▶ Exercise directions
Please give the listing from its first line through the line containing "M810 169L760 272L787" as a JSON list of strings, one string per line, with blank lines left out.

▶ Record set
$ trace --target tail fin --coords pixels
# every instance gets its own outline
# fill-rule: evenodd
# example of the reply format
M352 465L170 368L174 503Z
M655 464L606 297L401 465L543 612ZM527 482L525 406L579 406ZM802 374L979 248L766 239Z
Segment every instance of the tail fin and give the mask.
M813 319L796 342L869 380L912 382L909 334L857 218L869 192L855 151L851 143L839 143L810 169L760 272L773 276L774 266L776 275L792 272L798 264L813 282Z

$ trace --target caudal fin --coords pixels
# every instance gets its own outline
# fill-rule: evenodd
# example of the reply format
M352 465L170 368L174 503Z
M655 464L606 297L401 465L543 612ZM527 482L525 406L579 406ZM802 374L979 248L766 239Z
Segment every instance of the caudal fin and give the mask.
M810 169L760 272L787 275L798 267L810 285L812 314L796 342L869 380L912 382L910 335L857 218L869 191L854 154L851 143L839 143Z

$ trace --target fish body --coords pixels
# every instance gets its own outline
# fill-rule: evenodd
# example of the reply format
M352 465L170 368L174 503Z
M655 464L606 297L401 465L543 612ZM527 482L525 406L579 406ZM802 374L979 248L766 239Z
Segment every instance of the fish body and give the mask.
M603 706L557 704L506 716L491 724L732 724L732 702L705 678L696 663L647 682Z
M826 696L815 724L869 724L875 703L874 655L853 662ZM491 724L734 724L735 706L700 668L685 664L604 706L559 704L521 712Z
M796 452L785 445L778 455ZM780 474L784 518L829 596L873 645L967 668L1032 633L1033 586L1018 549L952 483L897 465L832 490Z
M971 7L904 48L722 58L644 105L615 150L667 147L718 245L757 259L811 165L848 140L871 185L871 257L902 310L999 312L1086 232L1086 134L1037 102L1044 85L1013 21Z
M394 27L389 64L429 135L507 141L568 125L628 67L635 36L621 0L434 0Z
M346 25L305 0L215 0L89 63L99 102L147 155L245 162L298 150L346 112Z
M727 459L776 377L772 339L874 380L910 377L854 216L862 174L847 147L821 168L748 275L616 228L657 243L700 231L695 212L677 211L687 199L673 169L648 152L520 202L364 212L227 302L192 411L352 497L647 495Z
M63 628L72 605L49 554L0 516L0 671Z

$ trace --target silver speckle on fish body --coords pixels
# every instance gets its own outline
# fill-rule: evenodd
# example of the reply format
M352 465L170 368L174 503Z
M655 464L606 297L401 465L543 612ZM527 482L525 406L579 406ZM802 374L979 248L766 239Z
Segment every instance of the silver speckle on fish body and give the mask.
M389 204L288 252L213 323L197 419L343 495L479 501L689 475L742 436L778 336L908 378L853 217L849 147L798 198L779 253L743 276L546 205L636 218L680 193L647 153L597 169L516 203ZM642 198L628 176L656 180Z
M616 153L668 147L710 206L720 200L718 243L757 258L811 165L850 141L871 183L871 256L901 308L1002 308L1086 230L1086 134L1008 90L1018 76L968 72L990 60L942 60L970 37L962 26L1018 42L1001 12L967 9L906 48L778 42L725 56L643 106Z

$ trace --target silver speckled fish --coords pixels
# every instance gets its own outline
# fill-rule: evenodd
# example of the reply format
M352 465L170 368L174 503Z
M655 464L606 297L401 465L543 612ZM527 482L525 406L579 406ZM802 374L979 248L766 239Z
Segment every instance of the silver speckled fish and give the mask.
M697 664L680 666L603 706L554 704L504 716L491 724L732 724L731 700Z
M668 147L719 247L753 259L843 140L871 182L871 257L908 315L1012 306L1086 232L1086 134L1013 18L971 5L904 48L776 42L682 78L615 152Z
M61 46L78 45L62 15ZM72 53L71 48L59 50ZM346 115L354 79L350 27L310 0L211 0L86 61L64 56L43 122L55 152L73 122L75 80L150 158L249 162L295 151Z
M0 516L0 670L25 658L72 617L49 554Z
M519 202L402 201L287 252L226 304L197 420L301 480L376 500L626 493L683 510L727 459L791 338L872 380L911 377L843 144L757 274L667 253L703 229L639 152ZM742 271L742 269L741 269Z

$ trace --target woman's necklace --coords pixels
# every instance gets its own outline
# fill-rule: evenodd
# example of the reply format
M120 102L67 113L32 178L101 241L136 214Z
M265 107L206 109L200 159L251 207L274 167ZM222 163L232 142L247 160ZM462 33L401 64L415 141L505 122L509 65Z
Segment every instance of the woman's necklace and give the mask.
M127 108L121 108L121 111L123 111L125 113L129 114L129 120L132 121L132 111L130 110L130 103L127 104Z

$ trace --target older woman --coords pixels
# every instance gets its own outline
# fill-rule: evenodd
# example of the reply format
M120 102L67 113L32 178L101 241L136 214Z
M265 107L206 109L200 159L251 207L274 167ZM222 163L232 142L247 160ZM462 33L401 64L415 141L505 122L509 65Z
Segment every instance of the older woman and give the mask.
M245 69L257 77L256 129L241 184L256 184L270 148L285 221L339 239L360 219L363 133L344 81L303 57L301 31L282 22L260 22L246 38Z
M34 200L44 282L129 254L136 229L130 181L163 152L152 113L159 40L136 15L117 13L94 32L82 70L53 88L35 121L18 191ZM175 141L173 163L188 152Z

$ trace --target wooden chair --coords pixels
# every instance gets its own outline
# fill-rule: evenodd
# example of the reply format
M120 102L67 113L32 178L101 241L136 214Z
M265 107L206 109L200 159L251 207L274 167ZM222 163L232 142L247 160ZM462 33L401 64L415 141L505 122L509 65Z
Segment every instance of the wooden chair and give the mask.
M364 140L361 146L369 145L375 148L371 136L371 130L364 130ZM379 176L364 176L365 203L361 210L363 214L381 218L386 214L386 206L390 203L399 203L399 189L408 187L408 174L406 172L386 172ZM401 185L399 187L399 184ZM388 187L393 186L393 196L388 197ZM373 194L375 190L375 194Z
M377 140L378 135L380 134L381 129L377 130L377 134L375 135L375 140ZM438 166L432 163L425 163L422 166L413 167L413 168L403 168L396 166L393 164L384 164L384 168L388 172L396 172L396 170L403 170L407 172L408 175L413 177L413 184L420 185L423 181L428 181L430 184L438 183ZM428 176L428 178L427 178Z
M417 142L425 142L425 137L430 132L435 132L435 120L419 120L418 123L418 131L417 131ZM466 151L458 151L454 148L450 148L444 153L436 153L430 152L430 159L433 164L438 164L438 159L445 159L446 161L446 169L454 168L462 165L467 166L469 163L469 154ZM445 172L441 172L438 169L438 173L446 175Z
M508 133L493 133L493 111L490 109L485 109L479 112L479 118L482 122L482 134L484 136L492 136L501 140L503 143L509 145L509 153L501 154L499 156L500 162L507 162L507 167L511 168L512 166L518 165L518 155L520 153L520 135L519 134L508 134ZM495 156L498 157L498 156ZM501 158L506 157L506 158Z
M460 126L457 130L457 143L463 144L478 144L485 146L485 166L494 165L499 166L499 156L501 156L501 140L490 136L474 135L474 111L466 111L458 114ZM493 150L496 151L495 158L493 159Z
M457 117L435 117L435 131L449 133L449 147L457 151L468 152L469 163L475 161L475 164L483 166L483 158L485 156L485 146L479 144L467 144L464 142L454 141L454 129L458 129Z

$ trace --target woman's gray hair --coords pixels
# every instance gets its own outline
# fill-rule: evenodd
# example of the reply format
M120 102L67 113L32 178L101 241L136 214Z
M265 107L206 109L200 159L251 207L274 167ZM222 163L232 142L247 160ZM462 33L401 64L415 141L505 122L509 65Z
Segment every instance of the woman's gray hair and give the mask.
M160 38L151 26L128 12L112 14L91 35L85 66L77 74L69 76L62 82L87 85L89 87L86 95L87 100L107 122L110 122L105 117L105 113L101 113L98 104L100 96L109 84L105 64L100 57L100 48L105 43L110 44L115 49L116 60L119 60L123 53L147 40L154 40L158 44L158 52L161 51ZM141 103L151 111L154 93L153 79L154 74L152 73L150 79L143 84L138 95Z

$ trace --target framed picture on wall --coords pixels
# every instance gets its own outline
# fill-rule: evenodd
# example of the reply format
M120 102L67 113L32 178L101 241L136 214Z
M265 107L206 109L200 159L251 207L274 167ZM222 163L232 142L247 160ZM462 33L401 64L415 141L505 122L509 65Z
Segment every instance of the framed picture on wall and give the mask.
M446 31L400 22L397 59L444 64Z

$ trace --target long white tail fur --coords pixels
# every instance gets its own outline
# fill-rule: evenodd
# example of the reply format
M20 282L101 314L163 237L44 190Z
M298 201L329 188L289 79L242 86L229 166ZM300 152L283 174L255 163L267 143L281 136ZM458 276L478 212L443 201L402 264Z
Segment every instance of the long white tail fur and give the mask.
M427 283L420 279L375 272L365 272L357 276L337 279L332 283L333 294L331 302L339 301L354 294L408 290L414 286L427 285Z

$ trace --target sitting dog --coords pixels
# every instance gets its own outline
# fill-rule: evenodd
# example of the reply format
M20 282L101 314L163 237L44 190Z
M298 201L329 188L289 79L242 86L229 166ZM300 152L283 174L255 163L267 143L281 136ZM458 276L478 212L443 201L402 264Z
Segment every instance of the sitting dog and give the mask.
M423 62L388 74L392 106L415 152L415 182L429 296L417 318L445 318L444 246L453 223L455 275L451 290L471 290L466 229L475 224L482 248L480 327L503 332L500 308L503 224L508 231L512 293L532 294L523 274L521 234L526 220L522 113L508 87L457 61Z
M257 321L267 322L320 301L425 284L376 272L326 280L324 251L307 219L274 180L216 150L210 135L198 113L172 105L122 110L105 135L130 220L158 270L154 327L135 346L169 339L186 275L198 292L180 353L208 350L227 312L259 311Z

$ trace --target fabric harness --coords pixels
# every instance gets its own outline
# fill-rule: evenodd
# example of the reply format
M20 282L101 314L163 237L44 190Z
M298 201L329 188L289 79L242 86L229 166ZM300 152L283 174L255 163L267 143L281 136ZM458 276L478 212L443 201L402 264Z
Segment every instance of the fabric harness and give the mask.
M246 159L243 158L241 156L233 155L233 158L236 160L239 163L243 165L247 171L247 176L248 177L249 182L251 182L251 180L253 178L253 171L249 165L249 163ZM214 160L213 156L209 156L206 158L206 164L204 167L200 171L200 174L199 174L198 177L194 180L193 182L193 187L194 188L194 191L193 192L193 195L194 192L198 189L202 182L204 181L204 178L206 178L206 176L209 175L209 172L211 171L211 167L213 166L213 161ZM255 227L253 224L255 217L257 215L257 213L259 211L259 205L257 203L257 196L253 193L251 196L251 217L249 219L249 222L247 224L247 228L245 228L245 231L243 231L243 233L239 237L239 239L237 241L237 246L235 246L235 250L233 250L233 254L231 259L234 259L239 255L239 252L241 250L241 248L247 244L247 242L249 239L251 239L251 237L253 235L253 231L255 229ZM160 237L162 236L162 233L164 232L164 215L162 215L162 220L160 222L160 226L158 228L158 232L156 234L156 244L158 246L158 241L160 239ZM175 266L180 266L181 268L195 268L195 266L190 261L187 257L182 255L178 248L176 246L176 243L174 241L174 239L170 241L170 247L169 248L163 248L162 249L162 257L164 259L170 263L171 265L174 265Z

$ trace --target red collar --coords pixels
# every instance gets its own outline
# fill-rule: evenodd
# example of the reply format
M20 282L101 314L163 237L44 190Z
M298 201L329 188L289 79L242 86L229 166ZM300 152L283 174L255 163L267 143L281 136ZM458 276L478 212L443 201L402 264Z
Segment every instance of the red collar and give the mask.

▶ In response
[
  "$ trace --target tail fin --coords pixels",
  "# every instance gets its own outline",
  "# fill-rule: evenodd",
  "# example of the reply format",
  "M352 465L170 368L174 503Z",
  "M655 464L606 297L401 465L543 612ZM527 482L525 406L579 406ZM802 374L979 248L766 239Z",
  "Segment every instance of the tail fin and give the mask.",
  "M813 319L796 342L869 380L912 382L909 334L857 218L869 192L855 151L851 143L839 143L810 169L760 272L773 276L774 266L776 275L792 272L798 264L813 282Z",
  "$ trace --target caudal fin --coords pixels",
  "# every instance gets its own outline",
  "# fill-rule: evenodd",
  "# example of the reply format",
  "M352 465L170 368L174 503Z",
  "M655 464L606 297L401 465L543 612ZM527 482L525 406L579 406ZM802 374L979 248L766 239Z",
  "Segment every instance of the caudal fin and give the mask.",
  "M810 169L760 272L787 275L798 267L810 285L812 314L796 342L869 380L912 382L910 335L857 218L869 191L854 154L851 143L839 143Z"
]